▶ _Task directions_
Transcribe the entries below word for word, beginning at the line with "Your objective is to locate every instance of wooden" and stopping after the line with "Your objective is to locate every instance of white"; drop all pictures.

▶ _Supplied records_
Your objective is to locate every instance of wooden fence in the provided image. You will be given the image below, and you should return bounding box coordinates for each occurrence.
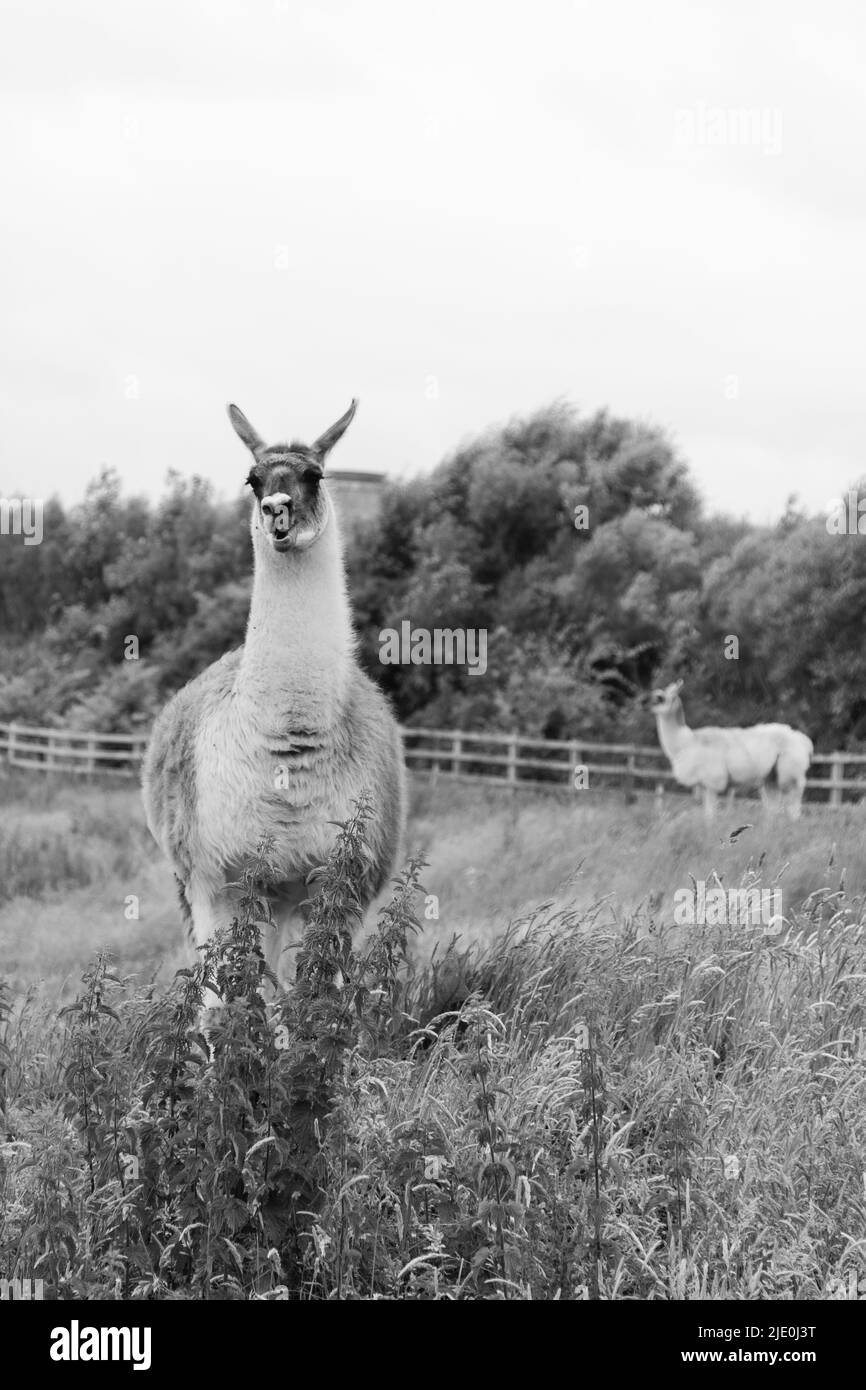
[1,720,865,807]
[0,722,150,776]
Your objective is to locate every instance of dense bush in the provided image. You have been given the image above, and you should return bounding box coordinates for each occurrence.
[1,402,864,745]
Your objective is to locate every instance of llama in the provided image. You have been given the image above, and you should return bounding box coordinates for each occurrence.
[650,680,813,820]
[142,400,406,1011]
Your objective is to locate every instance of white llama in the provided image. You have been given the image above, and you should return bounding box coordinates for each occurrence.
...
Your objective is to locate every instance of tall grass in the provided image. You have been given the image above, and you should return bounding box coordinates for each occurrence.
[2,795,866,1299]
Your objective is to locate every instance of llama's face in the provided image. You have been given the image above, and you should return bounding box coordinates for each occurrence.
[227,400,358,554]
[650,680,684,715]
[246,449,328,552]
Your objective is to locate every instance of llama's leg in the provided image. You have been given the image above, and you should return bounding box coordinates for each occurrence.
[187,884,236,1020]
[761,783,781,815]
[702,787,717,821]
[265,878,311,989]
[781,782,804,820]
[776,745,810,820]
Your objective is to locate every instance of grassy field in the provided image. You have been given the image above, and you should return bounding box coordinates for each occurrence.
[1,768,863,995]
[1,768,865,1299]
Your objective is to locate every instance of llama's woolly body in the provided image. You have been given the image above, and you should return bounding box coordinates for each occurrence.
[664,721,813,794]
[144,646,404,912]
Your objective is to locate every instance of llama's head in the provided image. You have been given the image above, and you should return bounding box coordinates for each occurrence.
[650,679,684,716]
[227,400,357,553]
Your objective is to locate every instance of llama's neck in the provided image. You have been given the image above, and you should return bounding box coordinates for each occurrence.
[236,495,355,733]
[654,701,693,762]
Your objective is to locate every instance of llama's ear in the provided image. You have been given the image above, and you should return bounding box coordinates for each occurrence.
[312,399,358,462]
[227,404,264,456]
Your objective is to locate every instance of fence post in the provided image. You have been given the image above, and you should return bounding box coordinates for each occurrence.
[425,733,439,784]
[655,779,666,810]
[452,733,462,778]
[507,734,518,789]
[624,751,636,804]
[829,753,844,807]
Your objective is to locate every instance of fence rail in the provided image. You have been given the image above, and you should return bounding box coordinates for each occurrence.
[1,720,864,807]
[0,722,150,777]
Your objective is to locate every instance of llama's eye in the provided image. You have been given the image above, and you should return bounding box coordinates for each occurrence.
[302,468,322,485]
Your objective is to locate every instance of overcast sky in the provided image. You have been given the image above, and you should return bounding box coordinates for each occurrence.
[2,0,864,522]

▶ _Answer section_
Your objective is to locate every instance of wooden fence in the provided image. You will be given the image below, and you should return bounding box coordinates for each occurrence.
[1,720,865,807]
[0,722,150,776]
Your objective is to locate every instance of dense bush in the provided image. You have been given the image above, and you should return bounding box coordinates for each occurrence.
[1,402,864,745]
Your objective is to locate every instance of llama in the provided image. You have been given the image above, and you should return bounding box coordinates for each occurrence.
[650,680,813,820]
[142,400,406,1011]
Your objective is to locate every instance of white llama in the provided image. You have been given the image above, and you should return bounding box coordinates for each occurrence.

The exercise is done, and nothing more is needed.